──────── Entries supplied

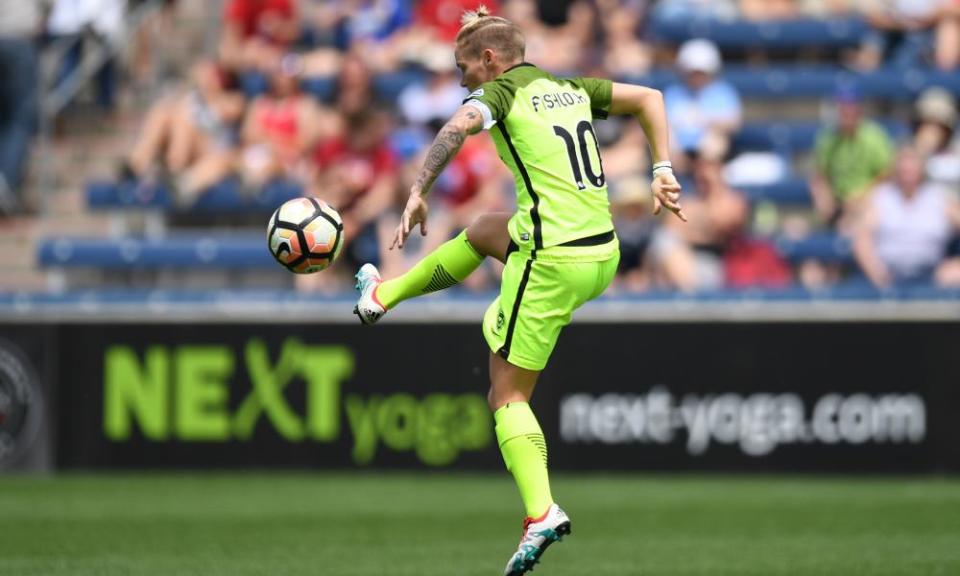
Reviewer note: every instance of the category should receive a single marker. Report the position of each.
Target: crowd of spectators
(355, 142)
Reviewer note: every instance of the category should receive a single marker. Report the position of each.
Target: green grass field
(408, 524)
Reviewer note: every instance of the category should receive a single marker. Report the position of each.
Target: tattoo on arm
(446, 145)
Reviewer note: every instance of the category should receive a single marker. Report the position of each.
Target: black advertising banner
(845, 397)
(25, 418)
(790, 397)
(225, 396)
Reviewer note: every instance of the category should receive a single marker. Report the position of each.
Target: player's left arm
(646, 104)
(466, 121)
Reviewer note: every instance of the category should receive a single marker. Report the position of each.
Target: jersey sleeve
(493, 100)
(600, 91)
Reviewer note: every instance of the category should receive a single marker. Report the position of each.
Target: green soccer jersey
(542, 129)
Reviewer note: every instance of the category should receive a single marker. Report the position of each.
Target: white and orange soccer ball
(305, 235)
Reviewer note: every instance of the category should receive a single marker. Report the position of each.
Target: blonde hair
(480, 30)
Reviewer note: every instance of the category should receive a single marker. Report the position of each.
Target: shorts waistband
(595, 240)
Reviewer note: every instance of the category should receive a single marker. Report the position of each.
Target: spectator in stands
(850, 159)
(256, 33)
(766, 10)
(354, 91)
(947, 53)
(703, 109)
(369, 28)
(906, 228)
(78, 21)
(934, 136)
(20, 24)
(558, 49)
(435, 100)
(902, 32)
(630, 207)
(689, 256)
(625, 54)
(281, 129)
(188, 140)
(686, 10)
(358, 175)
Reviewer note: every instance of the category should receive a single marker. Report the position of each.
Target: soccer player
(559, 248)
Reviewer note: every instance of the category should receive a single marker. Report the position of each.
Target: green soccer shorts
(537, 299)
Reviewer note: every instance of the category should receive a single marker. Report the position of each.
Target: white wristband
(662, 170)
(664, 166)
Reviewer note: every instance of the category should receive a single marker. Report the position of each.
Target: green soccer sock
(446, 266)
(525, 454)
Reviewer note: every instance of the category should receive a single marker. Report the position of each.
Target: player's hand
(666, 193)
(415, 213)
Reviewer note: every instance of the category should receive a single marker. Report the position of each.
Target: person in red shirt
(443, 16)
(257, 32)
(281, 129)
(357, 172)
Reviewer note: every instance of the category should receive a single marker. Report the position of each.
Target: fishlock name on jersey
(553, 100)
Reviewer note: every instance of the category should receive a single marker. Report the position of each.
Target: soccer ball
(305, 235)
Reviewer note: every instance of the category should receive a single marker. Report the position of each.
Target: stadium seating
(220, 251)
(795, 137)
(805, 81)
(800, 33)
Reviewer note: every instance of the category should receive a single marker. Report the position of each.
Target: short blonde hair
(480, 30)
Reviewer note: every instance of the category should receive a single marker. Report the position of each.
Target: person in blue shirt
(704, 111)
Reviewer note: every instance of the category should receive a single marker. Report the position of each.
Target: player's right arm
(466, 121)
(646, 104)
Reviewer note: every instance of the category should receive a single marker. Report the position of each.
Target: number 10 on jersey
(596, 179)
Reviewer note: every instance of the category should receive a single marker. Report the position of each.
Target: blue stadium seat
(826, 247)
(225, 197)
(817, 81)
(793, 191)
(792, 137)
(799, 33)
(235, 251)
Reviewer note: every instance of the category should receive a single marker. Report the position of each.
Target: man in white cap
(935, 135)
(703, 110)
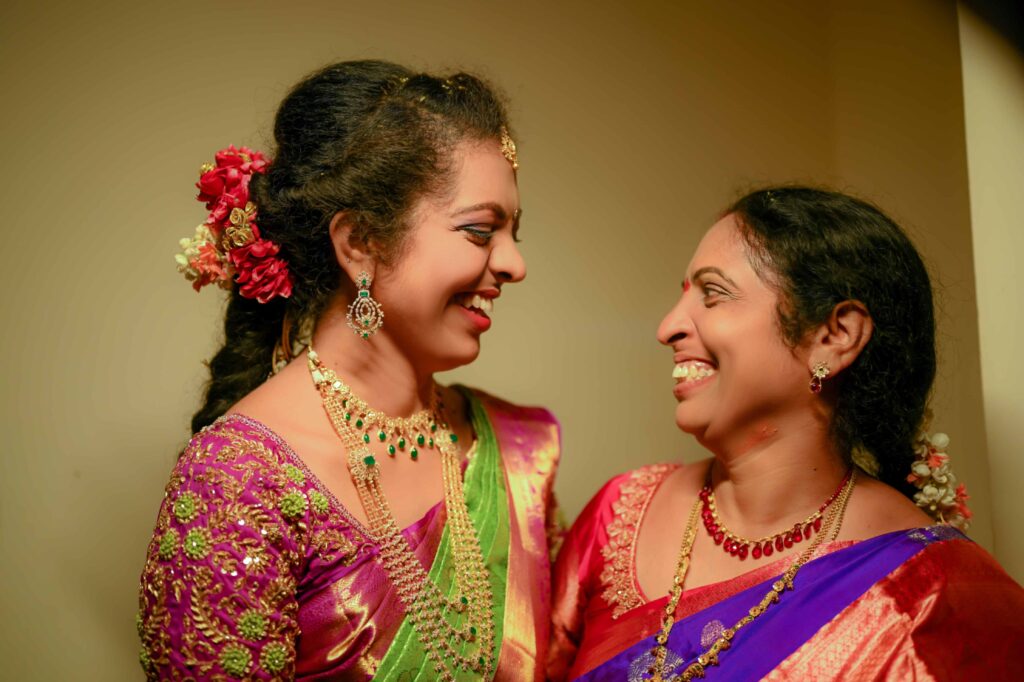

────────────────

§ **Job**: Please report each line in the rows above that contains the string "blue", copying the whole line. Case counts, so only matches with identical capitalization qualify.

§ **Full solution**:
Target: person in blue shirt
Target: blue stadium seat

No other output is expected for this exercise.